The exercise = Locate each line in the records that contains the string "target" and copy those lines out in full.

Data =
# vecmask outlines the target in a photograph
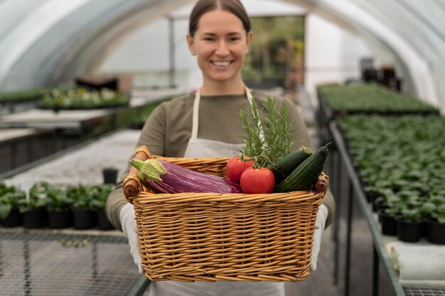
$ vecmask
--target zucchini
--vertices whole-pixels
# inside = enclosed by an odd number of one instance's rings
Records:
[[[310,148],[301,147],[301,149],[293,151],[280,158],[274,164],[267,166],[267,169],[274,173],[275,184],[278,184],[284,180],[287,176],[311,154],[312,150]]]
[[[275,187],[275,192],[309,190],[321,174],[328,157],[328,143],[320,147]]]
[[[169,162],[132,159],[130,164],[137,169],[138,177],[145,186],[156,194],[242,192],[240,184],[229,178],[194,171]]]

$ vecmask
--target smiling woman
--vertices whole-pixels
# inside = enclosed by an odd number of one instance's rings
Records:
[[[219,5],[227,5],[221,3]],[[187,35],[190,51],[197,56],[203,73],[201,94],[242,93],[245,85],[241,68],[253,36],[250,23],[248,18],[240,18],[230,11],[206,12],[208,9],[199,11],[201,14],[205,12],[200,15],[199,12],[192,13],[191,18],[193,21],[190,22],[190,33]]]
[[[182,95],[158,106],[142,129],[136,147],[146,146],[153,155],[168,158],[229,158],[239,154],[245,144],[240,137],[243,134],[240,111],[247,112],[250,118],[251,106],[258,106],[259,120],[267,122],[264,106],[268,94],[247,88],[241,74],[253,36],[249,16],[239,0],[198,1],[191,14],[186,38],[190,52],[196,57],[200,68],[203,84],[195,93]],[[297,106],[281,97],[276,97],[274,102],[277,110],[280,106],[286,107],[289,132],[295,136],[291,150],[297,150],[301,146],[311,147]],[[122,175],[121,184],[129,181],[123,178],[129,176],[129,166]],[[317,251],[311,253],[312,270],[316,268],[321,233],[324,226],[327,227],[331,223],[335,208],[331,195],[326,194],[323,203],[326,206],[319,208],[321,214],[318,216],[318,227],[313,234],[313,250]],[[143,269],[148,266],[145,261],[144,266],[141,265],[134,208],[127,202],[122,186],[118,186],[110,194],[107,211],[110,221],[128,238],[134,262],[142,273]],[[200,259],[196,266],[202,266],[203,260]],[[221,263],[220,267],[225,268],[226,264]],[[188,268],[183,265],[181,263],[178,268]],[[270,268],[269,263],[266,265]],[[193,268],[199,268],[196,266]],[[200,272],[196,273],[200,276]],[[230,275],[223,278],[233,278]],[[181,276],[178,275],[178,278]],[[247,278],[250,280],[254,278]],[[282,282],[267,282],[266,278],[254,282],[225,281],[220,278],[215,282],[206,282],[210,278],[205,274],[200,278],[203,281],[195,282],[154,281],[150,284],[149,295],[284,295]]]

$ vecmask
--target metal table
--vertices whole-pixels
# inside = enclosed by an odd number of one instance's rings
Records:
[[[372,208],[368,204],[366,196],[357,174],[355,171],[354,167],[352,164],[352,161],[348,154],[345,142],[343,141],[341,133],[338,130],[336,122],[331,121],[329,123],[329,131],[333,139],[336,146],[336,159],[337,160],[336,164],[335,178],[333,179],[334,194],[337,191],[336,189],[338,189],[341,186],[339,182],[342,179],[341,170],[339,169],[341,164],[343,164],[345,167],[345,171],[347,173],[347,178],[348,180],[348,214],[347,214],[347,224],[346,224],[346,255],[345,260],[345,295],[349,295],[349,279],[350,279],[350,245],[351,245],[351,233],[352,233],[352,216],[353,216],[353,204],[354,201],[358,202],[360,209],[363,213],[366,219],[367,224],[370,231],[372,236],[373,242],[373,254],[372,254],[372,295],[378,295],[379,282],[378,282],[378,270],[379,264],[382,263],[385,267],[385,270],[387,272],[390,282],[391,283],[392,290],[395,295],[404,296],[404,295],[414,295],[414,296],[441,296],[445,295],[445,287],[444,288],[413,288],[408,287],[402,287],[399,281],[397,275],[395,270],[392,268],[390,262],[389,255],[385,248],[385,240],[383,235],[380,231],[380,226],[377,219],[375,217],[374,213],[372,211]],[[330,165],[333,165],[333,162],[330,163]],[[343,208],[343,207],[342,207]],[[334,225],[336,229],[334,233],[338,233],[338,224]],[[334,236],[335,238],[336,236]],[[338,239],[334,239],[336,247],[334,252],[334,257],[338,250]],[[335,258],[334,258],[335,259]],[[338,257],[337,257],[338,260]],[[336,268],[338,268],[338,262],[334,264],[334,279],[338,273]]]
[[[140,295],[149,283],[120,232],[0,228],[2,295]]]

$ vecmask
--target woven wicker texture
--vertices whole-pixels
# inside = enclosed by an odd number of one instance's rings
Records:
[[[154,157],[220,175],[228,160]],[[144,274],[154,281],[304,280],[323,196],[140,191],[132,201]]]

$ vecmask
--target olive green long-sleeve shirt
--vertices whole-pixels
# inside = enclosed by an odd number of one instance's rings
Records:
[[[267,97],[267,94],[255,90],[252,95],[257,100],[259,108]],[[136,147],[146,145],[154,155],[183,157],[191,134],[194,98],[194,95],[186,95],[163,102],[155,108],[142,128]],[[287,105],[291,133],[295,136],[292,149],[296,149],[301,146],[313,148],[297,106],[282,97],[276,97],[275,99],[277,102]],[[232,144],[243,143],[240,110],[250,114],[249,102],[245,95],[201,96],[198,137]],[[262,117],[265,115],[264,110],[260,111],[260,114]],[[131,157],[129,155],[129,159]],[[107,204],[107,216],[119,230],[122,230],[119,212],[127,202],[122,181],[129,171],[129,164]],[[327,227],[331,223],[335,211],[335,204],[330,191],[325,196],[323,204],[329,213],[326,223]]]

* * *

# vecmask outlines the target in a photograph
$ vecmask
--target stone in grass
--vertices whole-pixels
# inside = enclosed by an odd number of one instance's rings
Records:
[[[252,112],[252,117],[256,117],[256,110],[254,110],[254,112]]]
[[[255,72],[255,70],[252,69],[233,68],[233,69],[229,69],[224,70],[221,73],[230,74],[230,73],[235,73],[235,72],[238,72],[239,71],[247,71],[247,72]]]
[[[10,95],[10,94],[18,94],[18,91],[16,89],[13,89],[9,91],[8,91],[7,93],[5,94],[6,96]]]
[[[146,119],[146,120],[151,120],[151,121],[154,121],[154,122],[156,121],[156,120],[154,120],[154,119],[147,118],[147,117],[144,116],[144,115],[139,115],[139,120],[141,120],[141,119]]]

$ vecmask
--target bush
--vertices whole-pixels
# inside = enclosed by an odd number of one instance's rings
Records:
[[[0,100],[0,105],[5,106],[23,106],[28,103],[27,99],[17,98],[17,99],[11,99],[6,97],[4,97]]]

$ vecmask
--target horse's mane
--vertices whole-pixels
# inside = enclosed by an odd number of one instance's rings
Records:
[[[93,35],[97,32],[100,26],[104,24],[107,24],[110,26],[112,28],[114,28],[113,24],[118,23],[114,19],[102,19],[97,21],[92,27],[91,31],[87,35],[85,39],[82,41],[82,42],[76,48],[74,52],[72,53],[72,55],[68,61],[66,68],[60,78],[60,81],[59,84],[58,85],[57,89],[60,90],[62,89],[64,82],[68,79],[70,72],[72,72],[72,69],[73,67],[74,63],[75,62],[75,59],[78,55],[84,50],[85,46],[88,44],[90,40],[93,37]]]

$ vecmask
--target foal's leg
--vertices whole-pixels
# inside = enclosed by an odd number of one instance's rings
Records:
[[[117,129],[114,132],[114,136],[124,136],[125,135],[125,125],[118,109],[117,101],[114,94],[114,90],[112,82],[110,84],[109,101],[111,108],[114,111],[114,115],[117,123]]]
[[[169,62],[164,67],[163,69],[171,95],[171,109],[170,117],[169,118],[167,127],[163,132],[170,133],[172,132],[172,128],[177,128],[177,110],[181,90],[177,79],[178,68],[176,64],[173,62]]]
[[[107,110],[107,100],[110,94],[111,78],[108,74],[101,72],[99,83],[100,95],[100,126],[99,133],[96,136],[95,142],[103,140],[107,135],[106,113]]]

Output of the exercise =
# vecmask outlines the target in a photograph
--target zucchini
--target smiling woman
--target metal table
--target woven wicker texture
--target olive green long-sleeve shirt
# vecmask outlines the target in a photograph
--target stone in grass
--target bush
--target horse's mane
--target foal's leg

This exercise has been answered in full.